(Named-object pointing data)
.....

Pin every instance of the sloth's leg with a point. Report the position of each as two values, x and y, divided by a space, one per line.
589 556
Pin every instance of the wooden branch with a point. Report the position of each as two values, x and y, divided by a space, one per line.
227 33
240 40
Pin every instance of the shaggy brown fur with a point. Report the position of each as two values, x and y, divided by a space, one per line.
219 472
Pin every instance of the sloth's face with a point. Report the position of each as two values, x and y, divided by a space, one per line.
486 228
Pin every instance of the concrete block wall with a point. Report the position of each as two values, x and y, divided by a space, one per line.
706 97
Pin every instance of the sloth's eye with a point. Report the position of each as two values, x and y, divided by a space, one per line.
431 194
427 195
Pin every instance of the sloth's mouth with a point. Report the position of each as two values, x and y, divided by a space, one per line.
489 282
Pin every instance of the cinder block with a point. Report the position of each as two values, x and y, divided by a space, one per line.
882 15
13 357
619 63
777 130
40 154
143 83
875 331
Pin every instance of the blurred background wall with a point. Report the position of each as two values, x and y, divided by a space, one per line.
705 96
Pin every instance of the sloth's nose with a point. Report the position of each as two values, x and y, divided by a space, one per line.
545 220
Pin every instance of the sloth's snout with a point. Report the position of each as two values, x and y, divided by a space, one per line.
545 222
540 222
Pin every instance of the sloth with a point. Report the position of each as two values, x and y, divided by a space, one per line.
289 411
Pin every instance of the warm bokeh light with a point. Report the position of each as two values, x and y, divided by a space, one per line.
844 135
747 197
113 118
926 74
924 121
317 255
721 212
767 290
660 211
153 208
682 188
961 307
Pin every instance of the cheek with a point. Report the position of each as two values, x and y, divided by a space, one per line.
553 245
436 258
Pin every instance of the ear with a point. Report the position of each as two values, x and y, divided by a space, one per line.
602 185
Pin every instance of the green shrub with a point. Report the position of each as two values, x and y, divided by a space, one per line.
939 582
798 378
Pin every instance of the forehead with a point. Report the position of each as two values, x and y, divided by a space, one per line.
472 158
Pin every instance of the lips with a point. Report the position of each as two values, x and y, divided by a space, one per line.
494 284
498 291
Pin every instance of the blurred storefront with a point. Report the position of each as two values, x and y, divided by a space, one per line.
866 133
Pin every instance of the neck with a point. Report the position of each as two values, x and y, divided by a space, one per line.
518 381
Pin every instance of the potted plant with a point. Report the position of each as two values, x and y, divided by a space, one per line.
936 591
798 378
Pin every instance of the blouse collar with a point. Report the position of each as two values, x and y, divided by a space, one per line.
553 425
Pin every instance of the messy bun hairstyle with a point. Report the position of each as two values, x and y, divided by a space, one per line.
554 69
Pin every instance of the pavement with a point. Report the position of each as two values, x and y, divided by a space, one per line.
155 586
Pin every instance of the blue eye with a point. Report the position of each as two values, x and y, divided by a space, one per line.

.....

§ Task brief:
Please swap "with a point" for "with a dot" everywhere in the data above and leave every other word as it is.

§ Task answer:
Pin every instance of the sloth's leg with a dot. Report the position of each as two values, x and y, divided by a space, one per line.
589 556
Pin every instance of the wooden branch with a dot. Report the position of each as two values, x and y, divided by a space, one per line.
227 33
240 40
Pin every instance of the shaggy brown fur with a dot. Report the position of each as two values, x and y, divided by a space, one per line.
219 472
Pin every instance of the sloth's face with a dot. Report the position of each as two values, x and y, divided by a space, one per line.
486 228
Pin every instance of the concrete block wall with a dot. Report the position of each as two values, x and y, divided by a space, one per line.
706 97
Pin every instance of the sloth's eye with a dot. Report the position of each as two values, x and y, divided by a space, one per line.
431 194
427 195
Pin every instance of the sloth's mouth with a dot. Report the position of each as two values, x and y, divided by a space, one per line.
489 282
Pin every instance of the cinder block with a dot. Report the position of each as two values, x and y, divided by a space, one per line.
882 15
13 357
619 63
777 130
40 154
143 83
875 331
Pin every instance of the blurred background wall with a dot. Report the position of each as two values, x and y, divided by a space, one per line.
705 96
Pin every instance of the sloth's nose with a dot. Report the position of each as two values, x and y, divided by a space, one per line.
545 220
Pin every instance of the sloth's snout with a dot. Report the position of each as two values, x and y, divided by a space, one per line.
545 222
540 222
Pin every instance of the sloth with a dot. Report the position of each as two values, x and y, divided by a space, one per line.
289 411
Pin every instance of the warm bokeh light with a dot. Report the position of each as two values, x and y, divided by a space, one per line.
844 135
747 197
113 118
926 74
924 121
317 255
721 212
767 290
660 211
153 208
682 188
961 307
Pin every instance of the cheek with a dot. Report the position of each as two values, x and y, divided by a space, one per line.
553 245
436 258
Pin every instance of the ear with a dot. Report the position of each as two values, x and y, divided by a space, one per line.
602 185
Pin every instance of the green shrub with a dot. Report the position of each as two values, x and y, divided by a space, one per line.
939 582
798 378
Pin every instance of the forehead with a dot. Report the position of each as two values, x and y, divided by a space, one per line.
472 158
Pin every instance of the lips with a dot. Report the position of each as two values, x and y, divided by a space, one per line.
494 284
498 291
Pin every instance of the blurred storefront with a dot. Report the position of each as two values, x and y, divided by a space, one per line.
866 133
Pin every instance of the neck with a dot. Report the position of each as two values, x and y, divided by a space, one per line.
518 381
Pin every instance of the potted plant with a dot. Report the position of each as two values, x and y, divided by a space, one per line.
936 591
798 378
Pin every instance of the blouse collar with a dot. Report the position of each as two values, x and y, divided by a space, one per line.
553 425
Pin every instance of the messy bun hairstyle with a dot. Report the position of each as two values, x and y, divided by a space, one per line.
554 69
Pin every instance of the pavement with a dot. Report the position of each as two values, x and y, divided by a space, one per line.
155 586
Pin every instance of the blue eye with a dot. Report the position of each as two values, x and y, divided by a space, one per line.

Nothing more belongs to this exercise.